Исходный текст:

Цифровизация как двигатель отчуждения


Джордж Тукер. Пейзаж с фигурами. 1965 — 1966

Сейчас активно обсуждается проект изменений в закон «Об образовании в Российской Федерации» (ПФЗ № 105805–8), согласно которому школы по своему выбору смогут переходить на электронный документооборот. На практике это означает, что родителям всей страны будут навязываться исключительно цифровые дневники и классные журналы, и продолжится усиленный сбор персональных данных российских детей. Законопроект уже прошел два чтения в Государственной думе и сейчас, когда я пишу эти строки, идет третье. Моя статья вызвана стремлением обнаружить скрытые угрозы.

Во времена моей учебы по школам ходили коммивояжеры. Пару раз это были представители крупной швейцарской компании, раздававшие детям шоколадные батончики. Раза два ― производители зубной пасты, пугавшие нас жуткими последствиями кариеса. И как-то ― иные дистрибьюторы, просветившие наш класс насчет половой жизни и подарившие девочкам прокладки, а мальчикам презервативы. Впрочем, к тому времени мои одноклассники уже в особом информировании не нуждались, судя по гоготу, который вызывали лекторские речи.

Когда я сейчас знакомлюсь с процессом цифровизации школы и разнообразием обеспечивающих ее платформ, я вспоминаю тех коммивояжеров. Ведь решение о мере погружения в виртуальный мир каждый директор, как обещают, будет принимать самостоятельно. Но «окучивать» школьное начальство станут менеджеры и рекламщики, очень похожие на тех, кто в мое время продвигал упомянутые продукты сомнительного качества.

Государство утверждает, что образование у нас бесплатное. Но по факту — условно бесплатное. Еще в 2010-е годы с родителей снималась мзда на ремонты, шторы, подарки директору и педагогам, их заставляли покупать учебники, рабочие тетради, прописи. А дети тех, кто отказывался вносить добровольно-принудительные пожертвования, легко превращались в изгоев класса. Нетрудно предположить, что навязывание электронных дневников, образовательных платформ и тому подобных опять же условно бесплатных элементов ЦОС приведет к сходному результату.

Это первое и самое очевидное отчуждение внутри школьного коллектива. Отчуждение одноклассников друг от друга. Отчуждение родителей и учителей. Отчуждение между преподавателями и начальством. Потому что на всех уровнях обязательно найдутся люди, которые не захотят или не смогут быть как все.

Извлечённые строки:
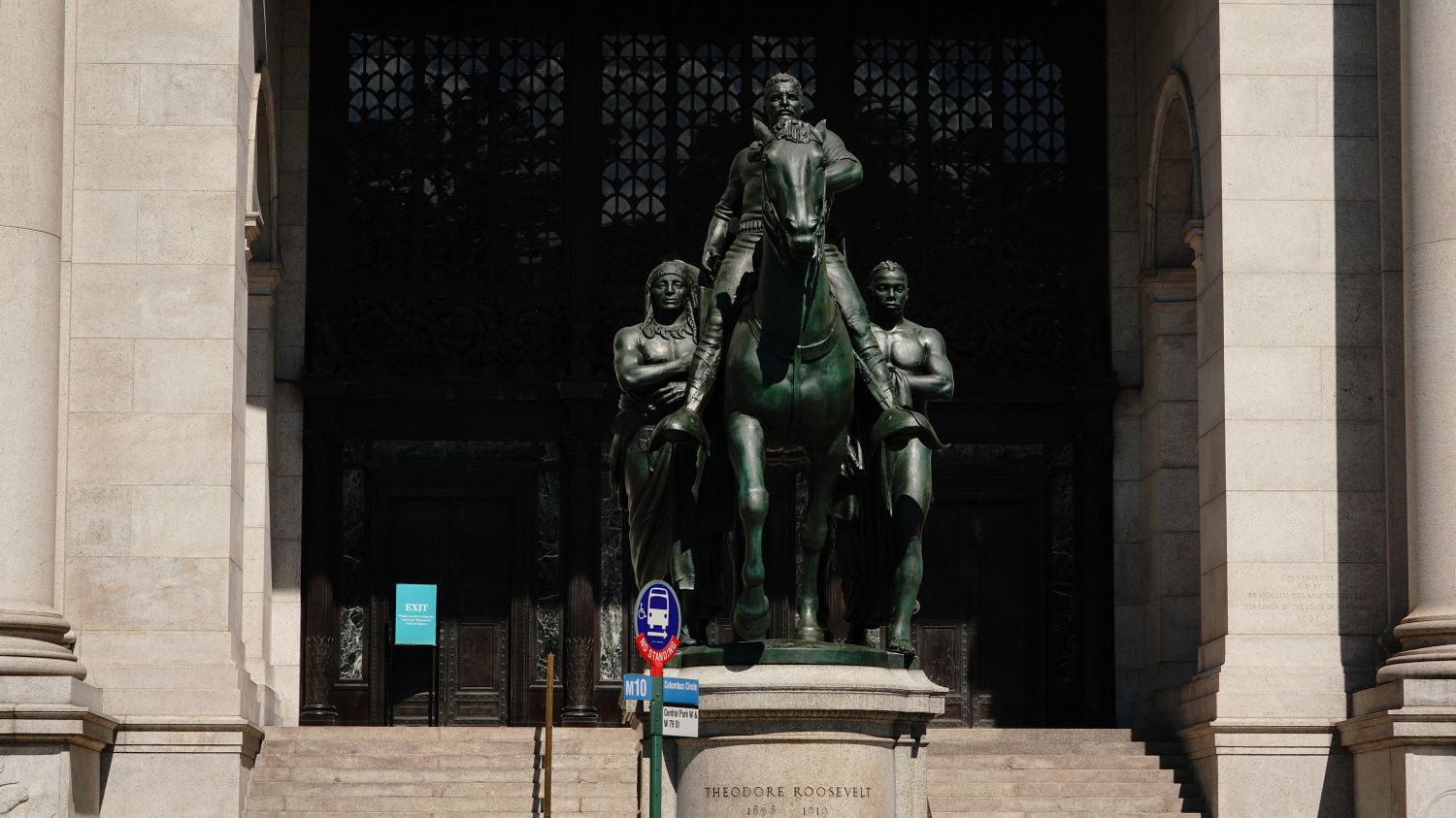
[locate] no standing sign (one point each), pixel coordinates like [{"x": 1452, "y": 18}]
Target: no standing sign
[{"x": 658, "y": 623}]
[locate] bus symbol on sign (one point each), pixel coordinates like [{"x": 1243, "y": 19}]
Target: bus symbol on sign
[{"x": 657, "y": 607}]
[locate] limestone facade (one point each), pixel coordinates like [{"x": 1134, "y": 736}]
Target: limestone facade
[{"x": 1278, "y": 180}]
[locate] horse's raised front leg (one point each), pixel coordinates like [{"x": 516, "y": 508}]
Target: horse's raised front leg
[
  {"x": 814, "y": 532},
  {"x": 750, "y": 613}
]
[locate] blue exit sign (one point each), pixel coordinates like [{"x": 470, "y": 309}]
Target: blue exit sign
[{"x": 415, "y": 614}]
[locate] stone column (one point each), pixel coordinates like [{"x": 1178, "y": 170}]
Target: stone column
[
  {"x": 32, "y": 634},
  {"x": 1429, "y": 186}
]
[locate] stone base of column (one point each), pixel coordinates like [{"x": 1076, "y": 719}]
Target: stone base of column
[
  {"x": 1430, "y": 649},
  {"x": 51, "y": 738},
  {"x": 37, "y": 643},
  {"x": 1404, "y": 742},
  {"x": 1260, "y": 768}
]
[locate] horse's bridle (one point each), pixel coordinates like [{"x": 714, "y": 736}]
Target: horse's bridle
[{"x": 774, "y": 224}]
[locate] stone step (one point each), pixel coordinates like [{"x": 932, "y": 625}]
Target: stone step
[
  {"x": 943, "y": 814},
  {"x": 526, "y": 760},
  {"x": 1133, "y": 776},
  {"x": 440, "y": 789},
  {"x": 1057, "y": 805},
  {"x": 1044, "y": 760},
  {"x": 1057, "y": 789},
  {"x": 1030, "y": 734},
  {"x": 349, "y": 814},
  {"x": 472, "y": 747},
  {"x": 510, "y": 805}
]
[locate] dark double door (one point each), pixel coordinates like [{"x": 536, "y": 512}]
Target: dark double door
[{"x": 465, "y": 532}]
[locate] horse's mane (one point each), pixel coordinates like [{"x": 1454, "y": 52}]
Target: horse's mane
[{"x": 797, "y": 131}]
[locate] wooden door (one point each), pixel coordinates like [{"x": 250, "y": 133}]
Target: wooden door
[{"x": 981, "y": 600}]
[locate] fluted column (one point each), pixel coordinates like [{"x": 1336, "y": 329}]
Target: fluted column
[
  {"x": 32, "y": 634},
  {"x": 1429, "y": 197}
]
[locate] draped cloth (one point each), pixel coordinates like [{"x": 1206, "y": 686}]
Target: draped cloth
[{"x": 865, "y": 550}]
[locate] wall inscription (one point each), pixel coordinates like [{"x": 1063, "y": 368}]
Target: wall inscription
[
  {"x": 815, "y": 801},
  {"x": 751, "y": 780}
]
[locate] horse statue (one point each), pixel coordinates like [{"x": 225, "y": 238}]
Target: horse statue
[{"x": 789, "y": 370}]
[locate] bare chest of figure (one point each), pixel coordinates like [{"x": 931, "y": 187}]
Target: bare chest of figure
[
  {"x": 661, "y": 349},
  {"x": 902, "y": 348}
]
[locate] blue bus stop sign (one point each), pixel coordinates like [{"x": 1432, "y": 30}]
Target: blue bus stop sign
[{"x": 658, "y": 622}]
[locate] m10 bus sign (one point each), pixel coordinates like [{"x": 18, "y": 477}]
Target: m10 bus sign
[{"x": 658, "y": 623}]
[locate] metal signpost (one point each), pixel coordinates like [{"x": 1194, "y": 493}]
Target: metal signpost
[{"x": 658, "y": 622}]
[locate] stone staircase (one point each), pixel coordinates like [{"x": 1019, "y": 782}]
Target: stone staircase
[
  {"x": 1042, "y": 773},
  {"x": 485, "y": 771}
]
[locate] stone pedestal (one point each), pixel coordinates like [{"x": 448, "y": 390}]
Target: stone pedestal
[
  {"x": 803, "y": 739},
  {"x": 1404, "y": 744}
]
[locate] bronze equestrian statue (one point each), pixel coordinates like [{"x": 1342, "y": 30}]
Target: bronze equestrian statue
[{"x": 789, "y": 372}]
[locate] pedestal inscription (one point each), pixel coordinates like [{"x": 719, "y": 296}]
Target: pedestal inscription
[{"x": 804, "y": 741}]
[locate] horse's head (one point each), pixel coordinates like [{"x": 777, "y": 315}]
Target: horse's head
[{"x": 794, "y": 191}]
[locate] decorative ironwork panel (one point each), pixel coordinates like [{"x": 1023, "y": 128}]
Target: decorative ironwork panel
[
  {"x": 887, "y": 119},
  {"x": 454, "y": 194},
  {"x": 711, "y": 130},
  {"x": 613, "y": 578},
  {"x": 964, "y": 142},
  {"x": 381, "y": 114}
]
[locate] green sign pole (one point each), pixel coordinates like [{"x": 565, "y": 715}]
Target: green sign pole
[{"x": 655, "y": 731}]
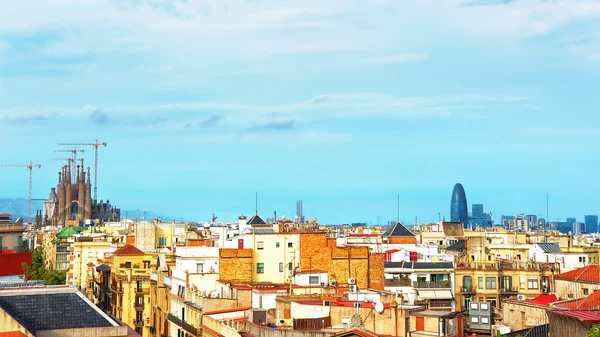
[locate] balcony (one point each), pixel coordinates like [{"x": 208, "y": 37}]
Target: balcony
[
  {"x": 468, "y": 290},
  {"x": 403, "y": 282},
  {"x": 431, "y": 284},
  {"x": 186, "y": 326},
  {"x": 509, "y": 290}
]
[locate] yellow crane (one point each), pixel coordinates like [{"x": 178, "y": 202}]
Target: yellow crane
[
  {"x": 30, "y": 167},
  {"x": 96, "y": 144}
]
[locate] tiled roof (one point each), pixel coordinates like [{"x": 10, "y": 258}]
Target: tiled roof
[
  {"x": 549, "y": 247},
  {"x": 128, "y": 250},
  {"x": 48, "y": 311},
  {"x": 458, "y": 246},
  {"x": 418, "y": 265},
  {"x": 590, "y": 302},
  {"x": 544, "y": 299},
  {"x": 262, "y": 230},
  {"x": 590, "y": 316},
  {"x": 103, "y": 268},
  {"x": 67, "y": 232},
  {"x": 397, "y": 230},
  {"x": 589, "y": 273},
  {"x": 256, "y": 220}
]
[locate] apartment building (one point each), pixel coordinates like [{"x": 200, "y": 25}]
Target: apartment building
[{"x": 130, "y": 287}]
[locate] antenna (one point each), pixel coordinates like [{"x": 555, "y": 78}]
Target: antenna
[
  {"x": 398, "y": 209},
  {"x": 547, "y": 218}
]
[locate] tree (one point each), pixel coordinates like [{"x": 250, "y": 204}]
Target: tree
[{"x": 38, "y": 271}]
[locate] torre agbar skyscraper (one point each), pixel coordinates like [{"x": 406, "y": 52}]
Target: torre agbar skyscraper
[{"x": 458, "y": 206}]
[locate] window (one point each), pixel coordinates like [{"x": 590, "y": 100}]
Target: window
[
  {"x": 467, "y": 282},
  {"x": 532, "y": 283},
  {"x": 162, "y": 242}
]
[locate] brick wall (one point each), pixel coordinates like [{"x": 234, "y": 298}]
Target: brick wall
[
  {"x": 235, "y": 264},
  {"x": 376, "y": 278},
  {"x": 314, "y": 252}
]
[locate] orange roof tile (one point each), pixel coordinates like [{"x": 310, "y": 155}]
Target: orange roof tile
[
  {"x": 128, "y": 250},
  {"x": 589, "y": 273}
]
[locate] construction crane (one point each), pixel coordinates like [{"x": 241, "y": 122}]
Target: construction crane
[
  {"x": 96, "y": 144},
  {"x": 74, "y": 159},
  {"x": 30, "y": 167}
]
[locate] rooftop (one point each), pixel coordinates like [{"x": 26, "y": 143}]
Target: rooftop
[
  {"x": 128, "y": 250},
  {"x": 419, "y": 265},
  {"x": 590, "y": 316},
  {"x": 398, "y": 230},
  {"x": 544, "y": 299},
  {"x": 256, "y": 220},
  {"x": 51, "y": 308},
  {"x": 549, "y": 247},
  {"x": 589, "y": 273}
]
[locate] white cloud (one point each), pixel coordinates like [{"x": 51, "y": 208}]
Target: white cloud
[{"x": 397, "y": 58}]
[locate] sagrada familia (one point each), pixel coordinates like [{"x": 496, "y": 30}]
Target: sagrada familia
* * *
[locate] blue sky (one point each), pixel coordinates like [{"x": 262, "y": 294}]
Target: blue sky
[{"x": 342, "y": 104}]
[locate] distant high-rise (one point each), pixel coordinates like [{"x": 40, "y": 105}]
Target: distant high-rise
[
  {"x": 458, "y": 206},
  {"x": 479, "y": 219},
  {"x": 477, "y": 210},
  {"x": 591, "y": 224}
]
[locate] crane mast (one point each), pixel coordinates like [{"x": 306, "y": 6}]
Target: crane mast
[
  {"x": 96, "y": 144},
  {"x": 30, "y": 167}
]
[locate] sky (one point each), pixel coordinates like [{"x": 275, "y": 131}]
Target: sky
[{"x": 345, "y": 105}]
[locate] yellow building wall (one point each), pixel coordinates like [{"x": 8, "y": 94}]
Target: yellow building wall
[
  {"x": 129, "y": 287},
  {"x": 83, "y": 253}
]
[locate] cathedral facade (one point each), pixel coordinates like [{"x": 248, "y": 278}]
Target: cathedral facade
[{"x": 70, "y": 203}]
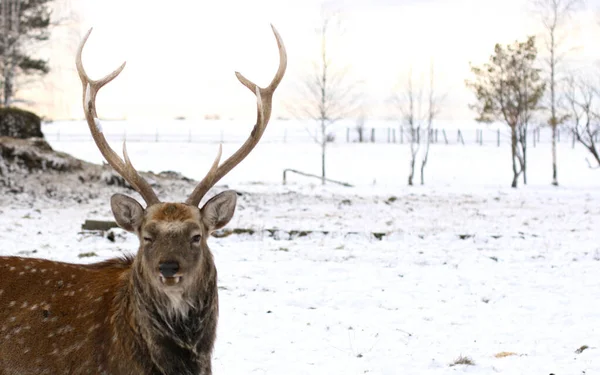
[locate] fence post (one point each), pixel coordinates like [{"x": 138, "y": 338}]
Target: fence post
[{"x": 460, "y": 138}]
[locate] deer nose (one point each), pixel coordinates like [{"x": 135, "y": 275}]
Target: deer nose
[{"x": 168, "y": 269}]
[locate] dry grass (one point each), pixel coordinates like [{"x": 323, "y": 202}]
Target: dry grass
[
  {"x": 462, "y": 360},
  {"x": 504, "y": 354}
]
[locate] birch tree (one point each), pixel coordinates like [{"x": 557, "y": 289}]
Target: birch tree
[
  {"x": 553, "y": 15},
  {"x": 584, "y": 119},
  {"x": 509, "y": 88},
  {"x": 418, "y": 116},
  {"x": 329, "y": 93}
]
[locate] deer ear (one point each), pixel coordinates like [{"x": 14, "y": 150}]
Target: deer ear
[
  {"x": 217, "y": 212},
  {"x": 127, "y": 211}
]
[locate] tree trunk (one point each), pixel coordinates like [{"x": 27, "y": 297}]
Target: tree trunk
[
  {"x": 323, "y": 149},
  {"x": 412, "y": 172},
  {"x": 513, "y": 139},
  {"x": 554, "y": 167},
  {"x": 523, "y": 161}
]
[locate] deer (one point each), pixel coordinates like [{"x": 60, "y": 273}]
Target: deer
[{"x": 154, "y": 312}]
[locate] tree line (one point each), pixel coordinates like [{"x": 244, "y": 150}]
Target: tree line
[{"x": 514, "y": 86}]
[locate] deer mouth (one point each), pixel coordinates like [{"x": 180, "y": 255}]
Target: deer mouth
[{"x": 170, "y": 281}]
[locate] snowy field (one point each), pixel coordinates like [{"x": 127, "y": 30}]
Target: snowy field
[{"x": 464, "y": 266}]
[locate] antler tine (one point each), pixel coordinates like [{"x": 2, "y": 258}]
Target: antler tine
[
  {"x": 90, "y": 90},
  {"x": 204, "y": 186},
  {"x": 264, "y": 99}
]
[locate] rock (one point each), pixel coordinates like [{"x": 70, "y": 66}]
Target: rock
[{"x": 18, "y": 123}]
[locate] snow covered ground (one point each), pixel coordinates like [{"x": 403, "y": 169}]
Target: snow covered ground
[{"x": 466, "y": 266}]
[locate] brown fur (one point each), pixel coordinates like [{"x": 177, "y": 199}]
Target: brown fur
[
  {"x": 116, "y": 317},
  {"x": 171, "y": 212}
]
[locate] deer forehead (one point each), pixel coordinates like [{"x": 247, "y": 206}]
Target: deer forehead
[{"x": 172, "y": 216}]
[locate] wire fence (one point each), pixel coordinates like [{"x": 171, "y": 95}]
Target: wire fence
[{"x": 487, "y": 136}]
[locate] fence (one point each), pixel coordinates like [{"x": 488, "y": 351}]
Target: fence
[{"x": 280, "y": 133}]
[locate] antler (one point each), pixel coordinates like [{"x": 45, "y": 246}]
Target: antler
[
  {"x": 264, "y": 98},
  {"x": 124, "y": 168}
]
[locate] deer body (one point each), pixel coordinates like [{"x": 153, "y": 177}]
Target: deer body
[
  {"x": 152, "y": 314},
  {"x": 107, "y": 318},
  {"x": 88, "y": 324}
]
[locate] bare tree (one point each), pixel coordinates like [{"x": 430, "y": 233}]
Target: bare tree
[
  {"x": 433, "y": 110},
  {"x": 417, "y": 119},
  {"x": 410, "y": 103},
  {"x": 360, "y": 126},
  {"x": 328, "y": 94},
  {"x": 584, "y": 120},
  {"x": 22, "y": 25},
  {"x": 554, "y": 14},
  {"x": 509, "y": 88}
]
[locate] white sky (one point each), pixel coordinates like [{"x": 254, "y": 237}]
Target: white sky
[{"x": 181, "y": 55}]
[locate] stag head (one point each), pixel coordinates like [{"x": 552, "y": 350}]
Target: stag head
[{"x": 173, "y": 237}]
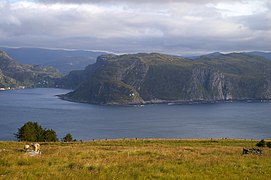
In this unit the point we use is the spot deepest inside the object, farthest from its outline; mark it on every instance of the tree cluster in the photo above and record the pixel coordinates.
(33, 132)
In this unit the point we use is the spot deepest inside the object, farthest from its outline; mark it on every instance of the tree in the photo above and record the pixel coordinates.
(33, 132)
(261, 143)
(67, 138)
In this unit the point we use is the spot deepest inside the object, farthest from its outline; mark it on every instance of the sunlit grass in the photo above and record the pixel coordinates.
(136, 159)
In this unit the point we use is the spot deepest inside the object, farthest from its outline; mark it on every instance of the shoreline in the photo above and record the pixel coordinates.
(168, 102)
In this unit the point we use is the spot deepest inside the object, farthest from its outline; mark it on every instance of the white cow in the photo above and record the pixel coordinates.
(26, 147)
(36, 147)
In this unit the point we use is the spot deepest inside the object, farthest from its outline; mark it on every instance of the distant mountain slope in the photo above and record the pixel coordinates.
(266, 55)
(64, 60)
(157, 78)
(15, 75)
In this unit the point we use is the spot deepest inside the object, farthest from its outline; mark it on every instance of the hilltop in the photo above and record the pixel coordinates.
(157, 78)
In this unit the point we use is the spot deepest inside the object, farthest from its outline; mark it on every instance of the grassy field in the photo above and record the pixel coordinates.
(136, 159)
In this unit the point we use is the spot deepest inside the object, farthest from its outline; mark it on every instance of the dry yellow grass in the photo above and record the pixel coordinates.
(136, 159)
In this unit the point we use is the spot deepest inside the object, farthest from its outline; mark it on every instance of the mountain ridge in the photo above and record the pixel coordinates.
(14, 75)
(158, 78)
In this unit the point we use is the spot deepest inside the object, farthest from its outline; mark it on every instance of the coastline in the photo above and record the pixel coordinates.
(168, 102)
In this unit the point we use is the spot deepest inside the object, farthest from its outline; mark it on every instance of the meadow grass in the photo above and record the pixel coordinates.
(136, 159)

Постановка задачи: Напишите продолжение текста о цифровизации школы, начав сразу после его последней фразы. Строки — отдельный материал, к тексту о цифровизации школы они не относятся.

Ответ на задание:
Но есть и другое. Думаю, во многих семьях до сих пор бережно хранят школьные поделки, с улыбкой показывают ребятишкам дневники и табели родителей, бабушек и дедушек. И самим детям приятно рассматривать свои бумажные грамоты и дипломы, перебирать реальные медали и кубки. Почему? Это не просто повод для гордости. Это первые плоды настоящего труда. Некоторые родители очень рано приучают чад к товарно-денежным отношениям, придумывая всякие поощрения за хорошие оценки. Но, полагаю, какое-нибудь мороженое не сравнимо по воздействию с осязаемым и неустранимым свидетельством проделанной работы, каким является бумажный дневник.

Оценки, поставленные учителем, ― это первые общественные награды за самостоятельный труд, которые получает ребенок. Не родительские похвалы или упреки, а реакции практически незнакомых людей, что очень важно для социализации растущего человека. Бумажный дневник ― это первый документ, который всецело принадлежит ему.

Электронный дневник, напротив, ребенку не принадлежит, ибо зависит от взрослых, обслуживающих сервер, где хранится информация. Не говоря уже о доступности цифровых устройств и банальном электричестве, эти устройства питающем. Таким образом, между юным тружеником и плодами его усилий вырастает целая цепочка виртуальных и материальных посредников, без которых ни ученик, ни учитель, ни родитель не могут распорядиться своим «заработком».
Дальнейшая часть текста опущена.